**BLOCO DE TEXTO**.

Além dos esforços de Halík como padre e professor, os resultados desse reexame são encontrados nas páginas de seus 21 livros em tcheco, dos quais sete foram traduzidos para o inglês. Em seu primeiro trabalho traduzido para o inglês, Paciência com Deus: a história de Zaqueu continuando em nós, Halík argumenta que a Igreja é chamada a alcançar uma geração metaforicamente representada por Zaqueu - curiosa, mas esperando a uma distância segura, talvez presumindo que sua postura de indiferença persistirá a menos que seja surpreendentemente compelida de outra forma.
Como corpo de Cristo, Halík acredita, a Igreja é a única comunidade que pode, de fato, compelir os curiosos e indiferentes. O entardecer do cristianismo então é "um livro sobre a fé como uma jornada em busca de Deus no meio de um mundo em mudança, sobre a fé vivida, o ato de fé, como acreditamos (fides qua) em vez do que acreditamos (fides quae), qual é o 'objeto' da fé".
Ao longo de 16 capítulos interligados, o que se segue é a avaliação de Halík de como essa jornada ocorre. Arriscando simplificação excessiva, essa jornada inclui reexames da natureza de Deus, a natureza da fé e a natureza da Igreja. No caminho, Halík consultou uma mistura eclética de vozes, incluindo Pierre Teilhard de Chardin, Friedrich Nietzsche, Carl Jung, o filósofo esloveno Slavoj Zizek e o Papa Francisco.
Como observado, essa jornada começa com a natureza de Deus. Enquanto o legado moderno da apologética proporcionava à Igreja alguns argumentos dignos de Deus, também deixava a Igreja com alguns argumentos definidos por uma lógica que Deus poderia ser conhecido como qualquer outro objeto. Enquanto tais argumentos reduzem Deus a algo diferente de Deus, eles também elevam a humanidade a algo diferente de seres criados por Deus e à sua imagem.

**INSTRUÇÕES DO EXERCÍCIO**. Dê continuidade ao texto sobre os livros de Halík, começando logo depois da última frase acima.

**DADOS ARMAZENADOS**.
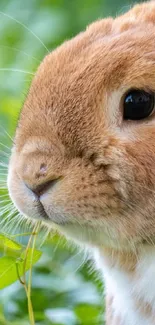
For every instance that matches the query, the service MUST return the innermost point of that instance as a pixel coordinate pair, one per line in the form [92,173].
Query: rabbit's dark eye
[138,104]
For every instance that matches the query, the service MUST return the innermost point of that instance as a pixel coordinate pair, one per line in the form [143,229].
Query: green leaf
[9,265]
[9,243]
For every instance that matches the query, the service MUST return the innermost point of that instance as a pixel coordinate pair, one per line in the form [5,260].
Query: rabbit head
[84,154]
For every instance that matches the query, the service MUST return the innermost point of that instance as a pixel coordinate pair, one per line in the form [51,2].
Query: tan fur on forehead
[73,82]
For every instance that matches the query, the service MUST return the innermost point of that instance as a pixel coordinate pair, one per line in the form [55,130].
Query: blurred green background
[66,290]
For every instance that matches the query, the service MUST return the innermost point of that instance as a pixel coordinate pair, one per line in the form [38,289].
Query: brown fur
[70,130]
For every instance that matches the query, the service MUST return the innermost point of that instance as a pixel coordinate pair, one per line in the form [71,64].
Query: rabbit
[83,159]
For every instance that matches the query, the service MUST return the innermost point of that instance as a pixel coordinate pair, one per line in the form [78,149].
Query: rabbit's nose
[42,188]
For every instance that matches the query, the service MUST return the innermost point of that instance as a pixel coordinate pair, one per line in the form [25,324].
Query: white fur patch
[126,289]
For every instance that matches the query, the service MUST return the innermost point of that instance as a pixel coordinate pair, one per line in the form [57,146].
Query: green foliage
[63,293]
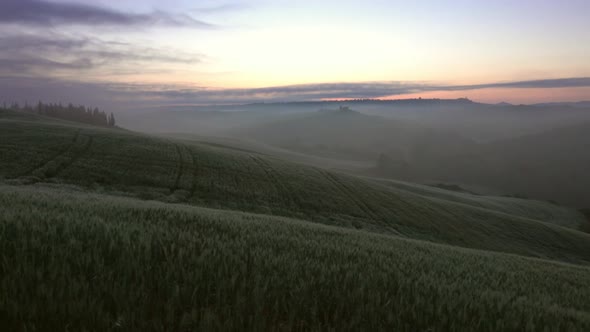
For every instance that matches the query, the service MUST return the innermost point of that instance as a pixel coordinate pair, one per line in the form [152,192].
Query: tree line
[69,112]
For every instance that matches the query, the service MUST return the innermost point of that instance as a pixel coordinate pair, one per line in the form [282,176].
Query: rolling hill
[106,228]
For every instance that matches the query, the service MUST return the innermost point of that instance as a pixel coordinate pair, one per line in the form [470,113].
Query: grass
[90,262]
[109,230]
[125,163]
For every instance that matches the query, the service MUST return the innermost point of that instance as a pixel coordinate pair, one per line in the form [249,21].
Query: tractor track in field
[195,173]
[341,187]
[282,188]
[63,166]
[51,158]
[180,169]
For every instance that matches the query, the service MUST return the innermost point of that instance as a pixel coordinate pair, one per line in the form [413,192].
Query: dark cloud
[44,13]
[42,54]
[121,95]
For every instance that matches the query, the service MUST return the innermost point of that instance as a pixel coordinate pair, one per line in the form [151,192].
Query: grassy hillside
[128,164]
[95,262]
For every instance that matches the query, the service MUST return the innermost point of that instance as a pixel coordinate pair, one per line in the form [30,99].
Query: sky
[131,52]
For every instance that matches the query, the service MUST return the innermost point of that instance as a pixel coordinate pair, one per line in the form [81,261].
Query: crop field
[96,262]
[125,163]
[106,229]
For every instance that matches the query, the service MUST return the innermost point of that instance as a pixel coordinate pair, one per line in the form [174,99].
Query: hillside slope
[96,263]
[125,163]
[349,134]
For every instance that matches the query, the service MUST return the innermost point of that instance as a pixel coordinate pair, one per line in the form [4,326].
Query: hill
[551,165]
[348,134]
[126,163]
[96,262]
[106,229]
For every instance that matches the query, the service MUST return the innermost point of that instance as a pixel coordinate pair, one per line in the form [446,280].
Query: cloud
[45,13]
[43,54]
[124,95]
[573,82]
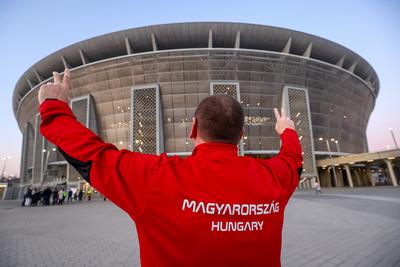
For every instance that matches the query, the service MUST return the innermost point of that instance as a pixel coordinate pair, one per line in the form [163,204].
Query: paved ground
[359,227]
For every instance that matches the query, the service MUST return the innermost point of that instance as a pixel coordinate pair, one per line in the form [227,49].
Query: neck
[199,141]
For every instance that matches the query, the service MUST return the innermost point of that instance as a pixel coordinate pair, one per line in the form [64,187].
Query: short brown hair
[220,119]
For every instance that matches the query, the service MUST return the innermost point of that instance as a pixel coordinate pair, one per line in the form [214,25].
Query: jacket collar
[215,147]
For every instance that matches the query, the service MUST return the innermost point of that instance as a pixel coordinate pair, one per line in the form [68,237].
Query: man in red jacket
[213,208]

**RESPOSTA DO EXERCÍCIO**.
Em contraste, Halík argumenta que os curiosos, porém indiferentes entre nós, são atraídos pelo mistério de um Deus infinito devido a uma consciência aguçada de nossa própria finitude. O processo resultante é "O Espírito de Deus leva a Igreja cada vez mais profundamente na plenitude da verdade". Como resultado, Halík afirma que a indiferença sucumbe a uma convicção compelida quando "usamos com gratidão todos os instrumentos de conhecimento que nos foram dados" e ainda assim somos deixados para "maravilhar-se com a imensidão e profundidade daquilo que infinitamente transcende [nós]".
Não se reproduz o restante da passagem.